====== Input data ======

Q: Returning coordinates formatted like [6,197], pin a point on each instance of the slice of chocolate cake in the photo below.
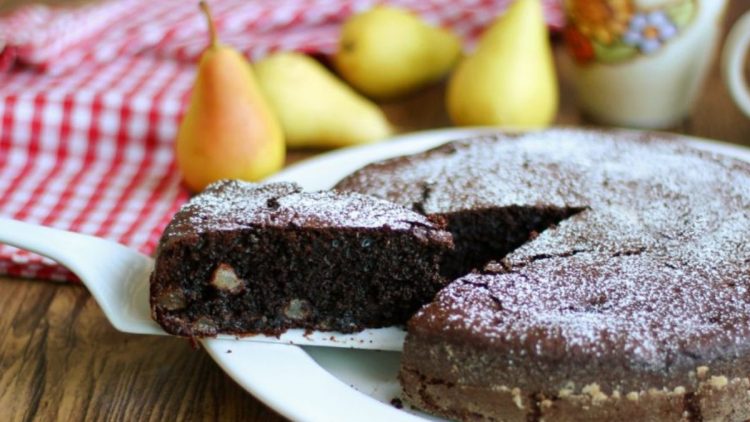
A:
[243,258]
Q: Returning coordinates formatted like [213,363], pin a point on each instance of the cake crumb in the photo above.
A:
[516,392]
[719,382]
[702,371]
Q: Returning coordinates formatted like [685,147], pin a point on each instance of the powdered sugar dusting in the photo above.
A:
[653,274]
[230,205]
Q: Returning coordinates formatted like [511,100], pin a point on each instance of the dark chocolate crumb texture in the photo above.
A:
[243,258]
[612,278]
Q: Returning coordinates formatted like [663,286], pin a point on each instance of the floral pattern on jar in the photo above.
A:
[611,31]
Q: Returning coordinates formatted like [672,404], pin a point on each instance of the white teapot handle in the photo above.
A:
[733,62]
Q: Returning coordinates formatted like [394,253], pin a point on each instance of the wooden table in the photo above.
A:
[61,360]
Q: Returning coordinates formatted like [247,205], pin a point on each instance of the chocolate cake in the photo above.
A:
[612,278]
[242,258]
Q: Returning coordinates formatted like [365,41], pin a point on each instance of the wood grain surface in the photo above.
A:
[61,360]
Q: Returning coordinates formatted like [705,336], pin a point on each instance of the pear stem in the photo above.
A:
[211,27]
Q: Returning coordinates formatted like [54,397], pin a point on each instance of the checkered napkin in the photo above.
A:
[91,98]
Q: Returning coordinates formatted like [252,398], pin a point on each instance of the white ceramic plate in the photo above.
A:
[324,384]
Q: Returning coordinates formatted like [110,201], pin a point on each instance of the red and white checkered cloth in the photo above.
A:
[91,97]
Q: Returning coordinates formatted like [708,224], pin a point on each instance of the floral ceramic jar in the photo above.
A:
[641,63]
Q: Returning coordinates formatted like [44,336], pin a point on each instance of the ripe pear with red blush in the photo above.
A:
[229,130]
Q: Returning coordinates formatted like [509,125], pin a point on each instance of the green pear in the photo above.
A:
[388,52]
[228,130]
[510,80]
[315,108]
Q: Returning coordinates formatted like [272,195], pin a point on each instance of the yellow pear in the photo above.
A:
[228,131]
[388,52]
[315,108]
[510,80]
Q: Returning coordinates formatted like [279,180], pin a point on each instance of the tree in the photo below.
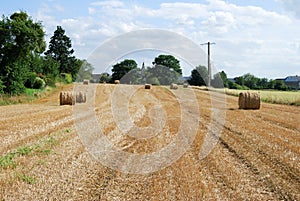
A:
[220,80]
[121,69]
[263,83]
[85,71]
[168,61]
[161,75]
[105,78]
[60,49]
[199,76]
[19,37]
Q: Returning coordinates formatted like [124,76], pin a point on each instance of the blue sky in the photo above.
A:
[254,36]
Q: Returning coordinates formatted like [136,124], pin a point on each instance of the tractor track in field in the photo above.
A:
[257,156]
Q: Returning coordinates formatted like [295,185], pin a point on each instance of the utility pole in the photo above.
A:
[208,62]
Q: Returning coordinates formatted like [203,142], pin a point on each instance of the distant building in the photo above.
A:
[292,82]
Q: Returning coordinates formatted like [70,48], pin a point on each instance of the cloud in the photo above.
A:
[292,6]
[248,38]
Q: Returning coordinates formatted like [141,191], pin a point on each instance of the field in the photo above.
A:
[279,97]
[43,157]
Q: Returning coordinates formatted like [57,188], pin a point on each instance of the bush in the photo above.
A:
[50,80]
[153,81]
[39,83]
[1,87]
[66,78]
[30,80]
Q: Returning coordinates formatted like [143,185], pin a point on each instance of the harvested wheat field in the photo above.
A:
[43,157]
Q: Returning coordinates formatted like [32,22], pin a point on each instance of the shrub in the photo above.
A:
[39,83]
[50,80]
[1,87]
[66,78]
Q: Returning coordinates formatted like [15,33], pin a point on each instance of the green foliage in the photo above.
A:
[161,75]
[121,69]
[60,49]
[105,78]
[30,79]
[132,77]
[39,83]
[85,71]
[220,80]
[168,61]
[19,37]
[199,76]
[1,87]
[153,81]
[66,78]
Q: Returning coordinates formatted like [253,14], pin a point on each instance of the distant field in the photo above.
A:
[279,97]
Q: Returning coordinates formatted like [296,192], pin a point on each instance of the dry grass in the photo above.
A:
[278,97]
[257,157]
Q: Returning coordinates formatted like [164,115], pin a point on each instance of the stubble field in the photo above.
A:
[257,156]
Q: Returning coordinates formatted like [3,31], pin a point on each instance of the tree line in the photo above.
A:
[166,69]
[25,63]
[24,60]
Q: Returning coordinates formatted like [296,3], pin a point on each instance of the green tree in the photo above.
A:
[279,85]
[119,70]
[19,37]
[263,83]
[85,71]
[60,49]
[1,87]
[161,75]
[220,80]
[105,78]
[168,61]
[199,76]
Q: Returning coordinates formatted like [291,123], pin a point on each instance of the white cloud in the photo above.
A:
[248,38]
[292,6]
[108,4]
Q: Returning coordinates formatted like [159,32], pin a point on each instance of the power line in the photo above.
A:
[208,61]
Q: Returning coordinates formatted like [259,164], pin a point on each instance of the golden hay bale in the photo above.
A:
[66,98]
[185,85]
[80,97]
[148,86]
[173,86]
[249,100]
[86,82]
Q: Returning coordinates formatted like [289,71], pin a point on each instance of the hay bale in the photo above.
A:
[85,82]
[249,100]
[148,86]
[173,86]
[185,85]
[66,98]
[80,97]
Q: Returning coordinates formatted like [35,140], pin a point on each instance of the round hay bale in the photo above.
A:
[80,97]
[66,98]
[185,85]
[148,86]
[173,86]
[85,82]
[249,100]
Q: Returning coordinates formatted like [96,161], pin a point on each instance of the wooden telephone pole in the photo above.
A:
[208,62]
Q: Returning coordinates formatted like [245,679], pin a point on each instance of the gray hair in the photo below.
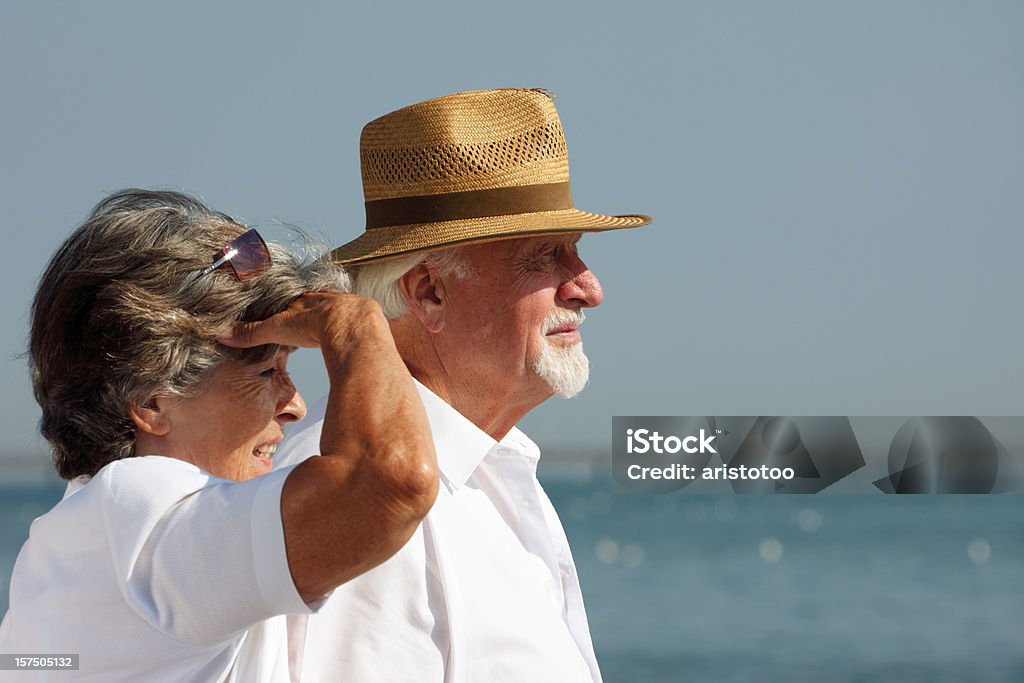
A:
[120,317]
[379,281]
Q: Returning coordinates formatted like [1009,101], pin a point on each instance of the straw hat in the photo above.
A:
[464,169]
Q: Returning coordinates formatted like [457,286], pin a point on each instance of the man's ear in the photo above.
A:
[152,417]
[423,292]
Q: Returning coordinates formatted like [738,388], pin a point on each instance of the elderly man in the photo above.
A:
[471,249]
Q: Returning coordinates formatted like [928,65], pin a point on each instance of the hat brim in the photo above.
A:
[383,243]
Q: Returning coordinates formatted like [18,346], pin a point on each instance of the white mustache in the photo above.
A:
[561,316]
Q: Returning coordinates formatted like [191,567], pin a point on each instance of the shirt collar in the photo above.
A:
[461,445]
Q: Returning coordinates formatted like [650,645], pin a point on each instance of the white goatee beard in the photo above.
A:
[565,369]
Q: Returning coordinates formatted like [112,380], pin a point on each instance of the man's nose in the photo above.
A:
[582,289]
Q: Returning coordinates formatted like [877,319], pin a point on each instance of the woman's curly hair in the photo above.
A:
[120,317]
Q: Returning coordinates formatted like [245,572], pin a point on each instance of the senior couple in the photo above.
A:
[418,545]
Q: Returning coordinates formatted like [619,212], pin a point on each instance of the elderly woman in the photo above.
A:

======

Activity. None of the pictures should appear; repeat the records exactly otherwise.

Answer to this task.
Q: Returning coordinates formatted like [6,197], pin a point on each instance of the slice of chocolate cake in the photo below.
A:
[243,258]
Q: Returning coordinates formatted like [213,363], pin a point on each instance of the cake crumb in the photo above.
A:
[516,392]
[719,382]
[702,371]
Q: Returning coordinates formatted like [685,147], pin a point on each instance of the powdered sugar dusting in the photo above.
A:
[653,274]
[230,205]
Q: Returning coordinates formatted like [511,100], pin a point on each instance of the dark chocolate crumb texture in the photo above.
A:
[243,258]
[612,278]
Q: Returning coordinates formatted like [663,286], pin a point on each instance of the floral pattern on jar in the photo above.
A:
[611,31]
Q: Returning coordinates formatted like [672,404], pin a point on each instance of the white teapot handle in the photo above.
A:
[733,62]
Q: Returning coordinates formatted like [394,253], pin a point on each instance of the wooden table in the photo above.
A:
[61,360]
Q: Returning coordinates formatted like [247,205], pin a point on each instance of the chocolate cake in the photo above.
A:
[612,278]
[242,258]
Q: Returning coordinates formatted like [365,41], pin a point on each instance of the wood grain surface in the photo above.
A:
[61,360]
Q: Returning coordinates formatted like [705,336], pin a point on each instance of the pear stem in the photo above.
A:
[211,27]
Q: Returning coordinates formatted like [54,397], pin a point on each instance of the checkered napkin in the photo above.
A:
[91,98]
Q: Returning coordinates formatted like [252,398], pin a point on each instance of the white ceramic plate in the photo above.
A:
[324,384]
Q: Returning coordinates formatted like [110,201], pin a point on each instance of the red and white checkered cloth in the photo above.
A:
[91,97]
Q: Returning coordinates formatted like [708,224], pin a point on each instance of the floral ceramic jar in the photo above.
A:
[641,63]
Q: Returning coordinates formatted like [44,336], pin a point on each instance of the ripe pear with red blush in the photo above.
A:
[229,130]
Q: Returning coordinates formatted like [509,125], pin a point on each instance of the green pear in the photo above.
A:
[388,52]
[228,130]
[510,80]
[315,108]
Q: Returning coordinates formatted like [272,195], pin a point on each instance of the yellow pear in the photo above.
A:
[228,131]
[388,52]
[315,108]
[510,80]
Q: Returning coordinates formatted like [279,180], pin a point on each instance of the tree in the photo below.
A:
[220,80]
[121,69]
[263,83]
[85,71]
[168,61]
[161,75]
[105,78]
[60,49]
[199,76]
[19,37]
Q: Returning coordinates formatted like [124,76], pin a point on each instance of the blue sky in the photo above.
A:
[254,36]
Q: Returning coordinates formatted like [136,124], pin a point on each instance of the tractor track in field in the photo above.
A:
[257,156]
Q: Returning coordinates formatted like [295,185], pin a point on each instance of the utility pole in the photo above.
A:
[208,62]
Q: Returning coordinates formatted like [203,142], pin a point on each instance of the distant building in the photo above.
A:
[292,82]
Q: Returning coordinates formatted like [70,48], pin a point on each instance of the cloud in the photo above.
A:
[292,6]
[248,38]
Q: Returning coordinates formatted like [141,191], pin a point on each instance of the field in the photo above.
A:
[279,97]
[43,157]
Q: Returning coordinates formatted like [57,188], pin a point on each instance of the bush in the photo above.
A:
[50,80]
[153,81]
[39,83]
[1,87]
[66,78]
[30,80]
Q: Returning coordinates formatted like [143,185], pin a point on each instance of the harvested wheat field in the photo above.
A:
[43,157]
Q: Returning coordinates formatted like [32,22], pin a point on each instance of the shrub in the photo above.
A:
[39,83]
[50,80]
[1,87]
[66,78]
Q: Returning coordinates formatted like [15,33], pin a point on each instance of the green foliage in the photo above.
A:
[161,75]
[121,69]
[60,49]
[105,78]
[30,79]
[132,77]
[39,83]
[85,71]
[220,80]
[168,61]
[19,37]
[199,76]
[1,87]
[153,81]
[66,78]
Q: Returning coordinates formatted like [253,14], pin a point on each instance of the distant field in the photo above.
A:
[279,97]
Q: Returning coordinates formatted like [296,192], pin a point on each instance of the dry grass in the photo above.
A:
[278,97]
[257,157]
Q: Returning coordinates formatted like [164,115], pin a point on each instance of the stubble field in the photo above.
A:
[257,156]
Q: Returning coordinates formatted like [3,31], pin a point on each instance of the tree line in the photo above.
A:
[166,69]
[25,63]
[24,60]
Q: Returning coordinates formatted like [296,3], pin a point on each instance of the green tree in the photo above.
A:
[279,85]
[119,70]
[19,37]
[263,83]
[85,71]
[60,49]
[1,87]
[161,75]
[220,80]
[105,78]
[168,61]
[199,76]
Q: Returning coordinates formatted like [291,123], pin a point on each instance of the white cloud in the photo above.
A:
[248,38]
[292,6]
[108,4]
Q: Returning coordinates formatted like [159,32], pin a point on each instance of the power line in the photo above.
A:
[208,61]
Q: Returning coordinates formatted like [259,164], pin a point on each instance of the golden hay bale in the photo above.
A:
[66,98]
[185,85]
[80,97]
[148,86]
[173,86]
[249,100]
[86,82]
Q: Returning coordinates formatted like [289,71], pin a point on each instance of the hay bale in the photo above.
A:
[85,82]
[249,100]
[148,86]
[173,86]
[185,85]
[66,98]
[80,97]
Q: Returning coordinates formatted like [35,140], pin a point on each instance of the round hay bale in the photo above.
A:
[80,97]
[66,98]
[185,85]
[148,86]
[173,86]
[85,82]
[249,100]
Q: Returning coordinates formatted like [96,161], pin a point on each instance of the wooden telephone pole in the photo above.
A:
[208,62]
Q: Returning coordinates formatted like [245,679], pin a point on each instance of the gray hair in the photo below.
A:
[120,317]
[379,281]
Q: Returning coordinates formatted like [1009,101], pin a point on each instance of the straw hat in the photo above.
A:
[464,169]
Q: Returning coordinates formatted like [457,286], pin a point on each instance of the man's ear in the photo above.
A:
[152,417]
[423,292]
Q: Returning coordinates formatted like [738,388], pin a point on each instance of the elderly man in the photo above.
A:
[471,249]
Q: Returning coordinates formatted like [928,65], pin a point on each instance of the hat brim in the photo above.
A:
[383,243]
Q: Returning coordinates formatted like [18,346], pin a point on each instance of the white mustache in the photo above.
A:
[561,316]
Q: Returning coordinates formatted like [191,567], pin a point on each instance of the shirt collar in the photo above.
A:
[461,445]
Q: Returning coordinates formatted like [650,645], pin a point on each instance of the white goatee beard in the photo above.
A:
[565,369]
Q: Returning coordinates formatted like [112,380], pin a point on each instance of the man's nose in the photo above.
A:
[582,289]
Q: Returning coordinates formatted like [877,319], pin a point on each instance of the woman's curly hair in the photo above.
A:
[120,317]
Q: Returning coordinates formatted like [245,572], pin a point on each instance of the senior couple in the photo above.
A:
[418,545]
Q: Returning coordinates formatted like [619,212], pin a point on each instance of the elderly woman in the photo above.
A:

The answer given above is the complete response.